Requirement: From the records below, pull out every line that contains the word "terracotta" and copy each one in full.

Exercise material:
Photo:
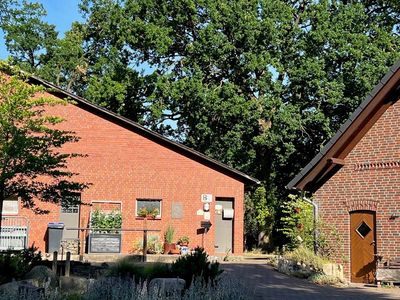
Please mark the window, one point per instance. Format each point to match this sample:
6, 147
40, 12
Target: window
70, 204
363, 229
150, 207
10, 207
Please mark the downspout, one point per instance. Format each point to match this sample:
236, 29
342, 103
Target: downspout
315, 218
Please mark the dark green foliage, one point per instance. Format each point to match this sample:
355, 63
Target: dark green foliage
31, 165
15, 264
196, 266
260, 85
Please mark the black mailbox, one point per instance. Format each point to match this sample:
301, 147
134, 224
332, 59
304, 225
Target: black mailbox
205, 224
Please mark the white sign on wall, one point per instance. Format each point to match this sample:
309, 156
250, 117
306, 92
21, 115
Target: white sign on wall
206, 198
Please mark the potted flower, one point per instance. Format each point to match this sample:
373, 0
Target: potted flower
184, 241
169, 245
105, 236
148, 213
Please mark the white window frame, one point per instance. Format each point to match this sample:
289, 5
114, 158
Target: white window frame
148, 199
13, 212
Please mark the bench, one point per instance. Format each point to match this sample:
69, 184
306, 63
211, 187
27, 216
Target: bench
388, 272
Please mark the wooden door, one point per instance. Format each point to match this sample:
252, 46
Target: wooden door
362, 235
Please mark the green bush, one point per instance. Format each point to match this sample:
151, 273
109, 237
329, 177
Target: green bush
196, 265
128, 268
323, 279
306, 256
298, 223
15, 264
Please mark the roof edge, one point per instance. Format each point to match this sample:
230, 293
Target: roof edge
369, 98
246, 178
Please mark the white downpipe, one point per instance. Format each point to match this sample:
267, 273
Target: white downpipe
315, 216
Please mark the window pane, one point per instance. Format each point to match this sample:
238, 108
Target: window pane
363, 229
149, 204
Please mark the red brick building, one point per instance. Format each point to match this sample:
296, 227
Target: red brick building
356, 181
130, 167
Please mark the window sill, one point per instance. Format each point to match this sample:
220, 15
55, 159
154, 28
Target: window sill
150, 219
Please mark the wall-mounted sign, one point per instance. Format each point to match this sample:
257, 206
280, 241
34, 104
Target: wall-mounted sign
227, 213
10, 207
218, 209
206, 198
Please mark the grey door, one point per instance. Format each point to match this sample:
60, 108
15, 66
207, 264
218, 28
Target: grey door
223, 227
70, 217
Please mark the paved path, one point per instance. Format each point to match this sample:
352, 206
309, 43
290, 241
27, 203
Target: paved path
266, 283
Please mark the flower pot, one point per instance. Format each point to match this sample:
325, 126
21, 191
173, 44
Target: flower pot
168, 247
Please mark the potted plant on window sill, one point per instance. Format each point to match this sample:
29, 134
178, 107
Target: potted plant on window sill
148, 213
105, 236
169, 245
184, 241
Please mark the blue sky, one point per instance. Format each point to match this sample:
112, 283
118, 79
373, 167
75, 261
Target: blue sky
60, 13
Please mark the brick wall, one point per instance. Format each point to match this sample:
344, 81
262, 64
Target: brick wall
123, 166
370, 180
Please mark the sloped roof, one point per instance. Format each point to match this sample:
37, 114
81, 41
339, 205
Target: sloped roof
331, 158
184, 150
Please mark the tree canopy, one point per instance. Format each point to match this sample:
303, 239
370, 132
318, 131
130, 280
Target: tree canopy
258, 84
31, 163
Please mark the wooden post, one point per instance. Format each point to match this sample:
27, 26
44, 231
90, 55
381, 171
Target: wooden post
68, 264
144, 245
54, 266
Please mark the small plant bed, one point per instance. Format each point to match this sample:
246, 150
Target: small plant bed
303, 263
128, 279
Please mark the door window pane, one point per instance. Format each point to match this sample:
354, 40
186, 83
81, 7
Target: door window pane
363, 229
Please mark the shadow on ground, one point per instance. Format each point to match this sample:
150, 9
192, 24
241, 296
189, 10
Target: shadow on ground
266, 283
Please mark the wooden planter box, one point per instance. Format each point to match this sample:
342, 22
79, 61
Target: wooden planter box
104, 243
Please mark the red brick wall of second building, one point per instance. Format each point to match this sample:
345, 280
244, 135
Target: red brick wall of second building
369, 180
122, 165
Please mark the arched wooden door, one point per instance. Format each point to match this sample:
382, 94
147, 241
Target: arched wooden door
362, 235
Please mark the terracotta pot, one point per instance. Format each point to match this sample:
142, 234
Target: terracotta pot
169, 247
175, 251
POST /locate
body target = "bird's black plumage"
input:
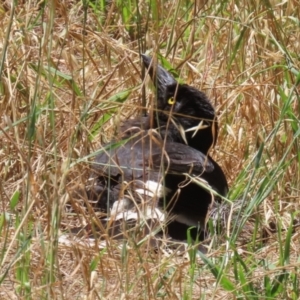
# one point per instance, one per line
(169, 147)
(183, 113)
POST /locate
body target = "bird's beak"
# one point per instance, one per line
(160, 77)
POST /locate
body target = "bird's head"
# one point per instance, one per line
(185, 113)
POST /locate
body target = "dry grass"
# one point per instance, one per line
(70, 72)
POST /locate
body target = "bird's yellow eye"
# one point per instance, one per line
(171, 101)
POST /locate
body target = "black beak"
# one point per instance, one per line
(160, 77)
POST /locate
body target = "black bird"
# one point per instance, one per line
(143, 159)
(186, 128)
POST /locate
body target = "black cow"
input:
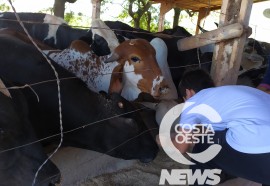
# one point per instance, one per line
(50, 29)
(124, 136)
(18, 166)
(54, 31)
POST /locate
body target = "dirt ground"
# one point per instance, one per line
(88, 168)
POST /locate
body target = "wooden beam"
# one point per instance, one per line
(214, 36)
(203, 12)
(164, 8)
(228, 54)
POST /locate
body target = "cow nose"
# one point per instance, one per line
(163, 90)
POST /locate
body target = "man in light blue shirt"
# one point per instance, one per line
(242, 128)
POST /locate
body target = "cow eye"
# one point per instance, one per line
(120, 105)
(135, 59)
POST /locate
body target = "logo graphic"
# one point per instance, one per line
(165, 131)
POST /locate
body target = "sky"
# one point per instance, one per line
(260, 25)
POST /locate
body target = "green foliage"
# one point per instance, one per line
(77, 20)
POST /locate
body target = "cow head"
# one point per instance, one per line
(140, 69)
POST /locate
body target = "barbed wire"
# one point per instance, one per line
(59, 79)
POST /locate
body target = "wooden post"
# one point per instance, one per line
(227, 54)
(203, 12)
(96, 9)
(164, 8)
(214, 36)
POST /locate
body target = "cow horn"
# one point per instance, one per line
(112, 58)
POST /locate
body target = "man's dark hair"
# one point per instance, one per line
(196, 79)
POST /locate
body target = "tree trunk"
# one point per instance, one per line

==

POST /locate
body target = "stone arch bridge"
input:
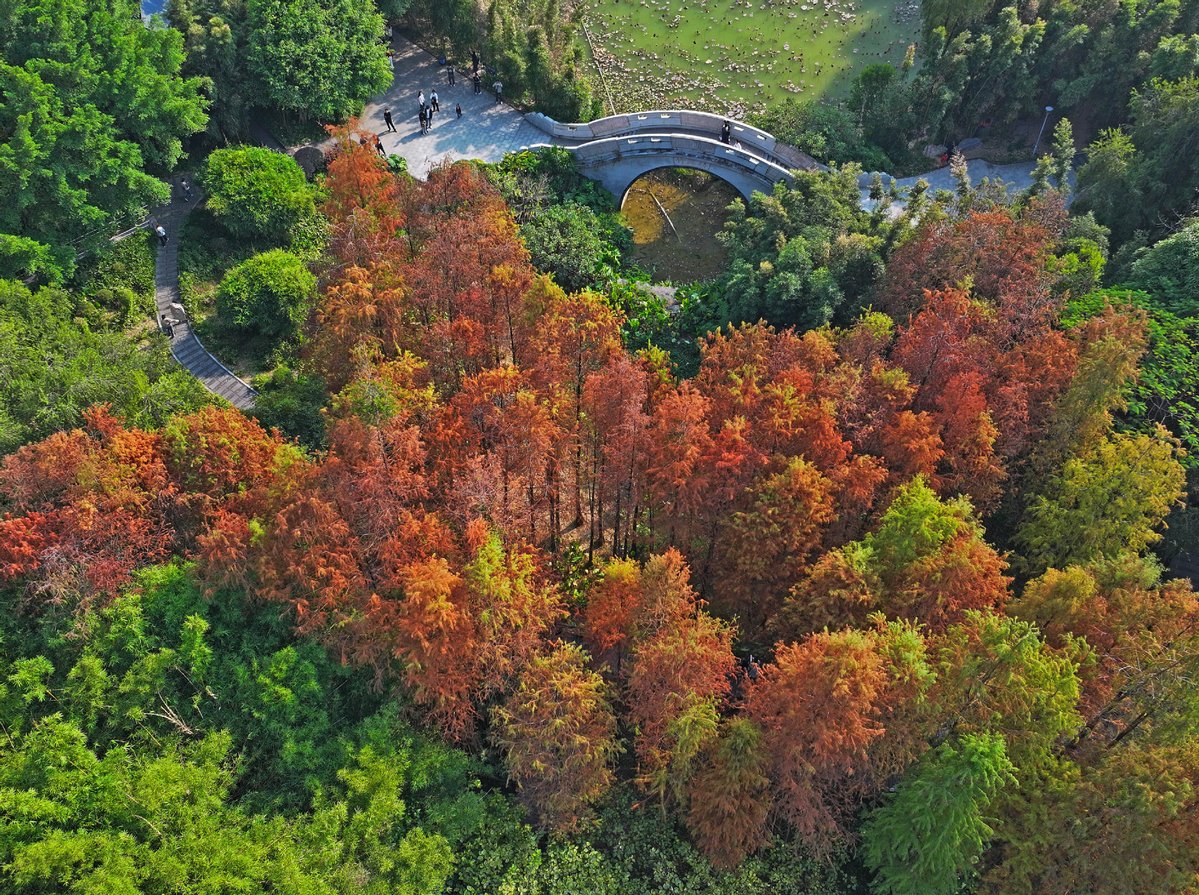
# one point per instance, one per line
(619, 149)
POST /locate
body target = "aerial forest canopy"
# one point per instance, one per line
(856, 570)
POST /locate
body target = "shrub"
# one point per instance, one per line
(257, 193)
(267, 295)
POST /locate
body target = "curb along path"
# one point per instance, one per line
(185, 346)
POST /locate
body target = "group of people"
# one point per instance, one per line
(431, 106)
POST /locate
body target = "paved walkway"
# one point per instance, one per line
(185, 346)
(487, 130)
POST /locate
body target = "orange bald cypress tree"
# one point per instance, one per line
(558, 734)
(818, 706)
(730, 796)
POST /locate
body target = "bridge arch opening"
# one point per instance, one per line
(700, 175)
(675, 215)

==

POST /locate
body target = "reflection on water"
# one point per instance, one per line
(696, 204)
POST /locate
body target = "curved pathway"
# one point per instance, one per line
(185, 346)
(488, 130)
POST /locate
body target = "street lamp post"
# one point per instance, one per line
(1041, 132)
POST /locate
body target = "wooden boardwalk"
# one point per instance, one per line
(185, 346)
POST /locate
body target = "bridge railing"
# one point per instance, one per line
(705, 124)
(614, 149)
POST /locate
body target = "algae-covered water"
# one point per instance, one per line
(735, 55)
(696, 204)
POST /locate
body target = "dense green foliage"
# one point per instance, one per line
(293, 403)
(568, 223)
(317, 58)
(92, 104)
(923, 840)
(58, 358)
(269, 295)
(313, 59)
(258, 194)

Answer:
Please mark the terracotta pot, one point per instance. Format each point to match this sample:
Target: terracotta pot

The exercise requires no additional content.